• _Work to complete_
Can you continue the reading-list text below about historical leaders, picking up after its last sentence?

--- START Quoted text ---

The best books on Hitler, recommended by Michael Burleigh

Hitler has a reputation as the incarnation of evil. But, as British historian Michael Burleigh points out in selecting the best books on the German dictator, Hitler was a bizarre and strangely empty character who never did a proper day’s work in his life, as well as a raving fantasist on to whom Germans were able to project their longings.

The best books on Alexander the Great, recommended by Hugh Bowden

Alexander the Great never lost a battle and established an empire that stretched from the Mediterranean to the Indian subcontinent. From the earliest times, historians have argued about the nature of his achievements and what his failings were, both as a man and as a political leader. Here, Hugh Bowden, professor of ancient history at King’s College London, chooses five books to help you understand the controversies, the man behind the legends, and why the legends have taken the forms they have.

The best books on Abraham Lincoln, recommended by Ted Widmer

He came from humble beginnings and never went to high school. Going into the presidency, he had limited political experience and lacked business, legislative and military achievements. The one thing he did not lack was a moral compass, says historian and author Ted Widmer. He picks the best books on the ups and downs and Shakespearean-style plot twists that were the life of Abraham Lincoln, the 16th president of the United States.

--- END Quoted text ---
--- START Data section ---

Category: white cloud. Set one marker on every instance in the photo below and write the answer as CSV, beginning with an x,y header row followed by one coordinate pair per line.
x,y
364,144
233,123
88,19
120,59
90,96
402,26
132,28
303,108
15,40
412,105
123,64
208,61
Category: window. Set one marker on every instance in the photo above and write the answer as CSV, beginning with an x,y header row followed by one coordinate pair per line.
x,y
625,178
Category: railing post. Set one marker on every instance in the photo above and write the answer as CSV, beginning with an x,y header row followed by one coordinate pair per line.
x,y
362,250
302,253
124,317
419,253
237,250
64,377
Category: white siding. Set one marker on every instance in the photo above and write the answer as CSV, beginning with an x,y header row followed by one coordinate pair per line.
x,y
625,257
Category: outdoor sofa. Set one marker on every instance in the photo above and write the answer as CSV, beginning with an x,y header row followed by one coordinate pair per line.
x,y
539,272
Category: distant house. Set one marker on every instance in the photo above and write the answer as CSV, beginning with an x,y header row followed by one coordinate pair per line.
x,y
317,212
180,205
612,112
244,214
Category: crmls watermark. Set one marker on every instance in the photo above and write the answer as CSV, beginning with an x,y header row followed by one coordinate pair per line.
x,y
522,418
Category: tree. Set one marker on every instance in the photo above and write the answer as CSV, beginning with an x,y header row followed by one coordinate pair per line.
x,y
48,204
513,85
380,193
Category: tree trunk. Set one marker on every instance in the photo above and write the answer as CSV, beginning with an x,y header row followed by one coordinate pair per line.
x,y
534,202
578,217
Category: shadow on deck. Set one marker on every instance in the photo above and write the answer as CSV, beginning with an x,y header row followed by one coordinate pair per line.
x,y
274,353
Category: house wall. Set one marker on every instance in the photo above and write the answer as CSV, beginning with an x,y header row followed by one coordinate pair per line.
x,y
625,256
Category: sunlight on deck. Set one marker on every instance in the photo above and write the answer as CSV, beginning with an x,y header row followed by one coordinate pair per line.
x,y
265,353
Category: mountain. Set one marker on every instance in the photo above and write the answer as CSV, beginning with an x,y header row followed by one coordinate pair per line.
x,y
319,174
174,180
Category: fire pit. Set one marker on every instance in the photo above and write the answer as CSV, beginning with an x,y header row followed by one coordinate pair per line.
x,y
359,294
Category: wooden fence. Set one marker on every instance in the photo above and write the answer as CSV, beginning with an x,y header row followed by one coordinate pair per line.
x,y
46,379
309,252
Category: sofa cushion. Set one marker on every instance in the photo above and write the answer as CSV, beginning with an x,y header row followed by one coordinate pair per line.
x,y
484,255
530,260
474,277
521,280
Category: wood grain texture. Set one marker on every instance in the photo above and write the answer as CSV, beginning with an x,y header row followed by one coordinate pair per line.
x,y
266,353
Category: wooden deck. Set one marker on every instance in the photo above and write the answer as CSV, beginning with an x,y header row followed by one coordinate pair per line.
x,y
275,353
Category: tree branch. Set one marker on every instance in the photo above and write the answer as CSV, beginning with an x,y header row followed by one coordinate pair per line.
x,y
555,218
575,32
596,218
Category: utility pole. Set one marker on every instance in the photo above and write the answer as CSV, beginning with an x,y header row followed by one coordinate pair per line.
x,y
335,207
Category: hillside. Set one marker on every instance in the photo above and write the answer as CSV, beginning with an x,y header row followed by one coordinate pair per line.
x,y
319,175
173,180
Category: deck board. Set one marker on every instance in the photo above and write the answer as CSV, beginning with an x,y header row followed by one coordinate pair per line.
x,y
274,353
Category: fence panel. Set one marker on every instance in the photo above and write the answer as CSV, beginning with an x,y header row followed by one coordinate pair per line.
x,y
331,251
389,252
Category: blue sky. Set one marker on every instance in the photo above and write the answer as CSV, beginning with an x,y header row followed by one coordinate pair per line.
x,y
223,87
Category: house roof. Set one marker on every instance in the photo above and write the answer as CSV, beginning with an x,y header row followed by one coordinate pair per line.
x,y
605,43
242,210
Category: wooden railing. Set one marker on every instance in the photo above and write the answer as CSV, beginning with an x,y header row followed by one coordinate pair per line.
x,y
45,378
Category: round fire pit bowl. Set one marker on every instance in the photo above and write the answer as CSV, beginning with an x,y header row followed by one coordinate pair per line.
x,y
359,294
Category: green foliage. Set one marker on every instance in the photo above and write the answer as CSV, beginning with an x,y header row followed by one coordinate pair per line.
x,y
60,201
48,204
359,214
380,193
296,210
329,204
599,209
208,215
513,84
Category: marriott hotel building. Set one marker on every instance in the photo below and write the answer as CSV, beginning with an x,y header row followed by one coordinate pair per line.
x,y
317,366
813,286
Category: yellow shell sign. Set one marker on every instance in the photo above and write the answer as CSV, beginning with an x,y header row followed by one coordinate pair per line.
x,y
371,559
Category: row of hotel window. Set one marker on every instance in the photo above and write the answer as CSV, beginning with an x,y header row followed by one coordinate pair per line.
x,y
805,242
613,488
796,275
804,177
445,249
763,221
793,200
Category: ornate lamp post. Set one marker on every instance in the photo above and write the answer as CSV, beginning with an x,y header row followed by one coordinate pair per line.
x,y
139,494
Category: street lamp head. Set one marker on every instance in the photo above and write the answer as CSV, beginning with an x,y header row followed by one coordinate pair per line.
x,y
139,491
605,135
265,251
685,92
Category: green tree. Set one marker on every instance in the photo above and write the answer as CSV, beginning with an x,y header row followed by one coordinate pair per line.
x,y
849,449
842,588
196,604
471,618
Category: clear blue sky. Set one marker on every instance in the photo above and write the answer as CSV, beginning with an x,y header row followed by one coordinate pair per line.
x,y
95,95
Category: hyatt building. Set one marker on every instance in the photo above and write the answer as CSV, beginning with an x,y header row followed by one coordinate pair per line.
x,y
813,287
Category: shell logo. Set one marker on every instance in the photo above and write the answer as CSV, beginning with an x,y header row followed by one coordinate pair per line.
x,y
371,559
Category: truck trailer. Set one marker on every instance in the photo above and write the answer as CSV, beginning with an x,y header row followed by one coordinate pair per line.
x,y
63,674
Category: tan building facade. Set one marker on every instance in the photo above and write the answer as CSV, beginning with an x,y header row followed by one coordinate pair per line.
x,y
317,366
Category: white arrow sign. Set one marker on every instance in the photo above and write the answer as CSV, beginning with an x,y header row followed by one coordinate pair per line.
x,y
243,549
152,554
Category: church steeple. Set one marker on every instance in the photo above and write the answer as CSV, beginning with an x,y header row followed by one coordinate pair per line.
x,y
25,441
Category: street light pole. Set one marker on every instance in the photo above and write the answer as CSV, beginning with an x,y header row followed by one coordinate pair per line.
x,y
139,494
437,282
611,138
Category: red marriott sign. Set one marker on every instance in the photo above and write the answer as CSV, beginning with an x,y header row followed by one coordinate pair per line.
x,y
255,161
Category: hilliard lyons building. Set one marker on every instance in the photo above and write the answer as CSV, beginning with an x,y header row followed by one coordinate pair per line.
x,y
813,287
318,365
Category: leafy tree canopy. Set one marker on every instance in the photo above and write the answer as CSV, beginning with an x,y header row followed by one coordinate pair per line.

--- END Data section ---

• _Exercise result_
The best books on Mary Seacole, recommended by Jane Robinson

Mary Seacole looked after and provided support to British troops during the Crimean War (1853-1856), setting up a hotel for sick and recovering soldiers close to the fighting near Balaclava. In her day, she was as celebrated as Florence Nightingale, but it was not until the rediscovery and publication of her diary in the 1980s that she came to be widely known as a Victorian heroine in modern times. In 2016, a memorial statue of her was unveiled in London, the first in the UK in honour of a named Black woman. Here her biographer, Jane Robinson, tells us more about the remarkable life of Mary Seacole and the world she lived in.

The best books on Saint Teresa of Avila, recommended by Rowan Williams

St Teresa of Avila was one of the towering figures of the Counter-Reformation, both as a theologian and as a reformer of the religious life. Here, the former Archbishop of Canterbury, Rowan Williams, discusses her insights into spiritual growth and prayer, the impact her Jewish roots had on her life and career, and why Bernini’s statue of her in ecstasy is unhelpful.

The best books on Catherine the Great, recommended by Andrei Zorin

She was born in 1729 as Sophie of Anhalt-Zerbst, a German princess, but by 1762 had become Empress of All Russia and went on to rule for 34 years as Catherine II. She regarded herself as an enlightened despot who embraced the ideas of the Enlightenment and consorted with the French philosophes. Russian historian Andrei Zorin introduces the remarkably industrious and able politician who is remembered as Catherine the Great.

The Best Mary Wollstonecraft Books, recommended by Sylvana Tomaselli

Mary Wollstonecraft lived by her pen and wrote trenchant critiques of the role of women and marriage in late 18th century British society. She died aged 38, a few days after giving birth to her second daughter, Mary Shelley. She is often remembered for writing the Vindication of the Rights of Woman, but it was not in fact her best book, says Cambridge intellectual historian Sylvana Tomaselli. Here, she recommends books to read to get a good understanding of the extraordinary Mary Wollstonecraft, and the writers she was both influenced by and reacting against.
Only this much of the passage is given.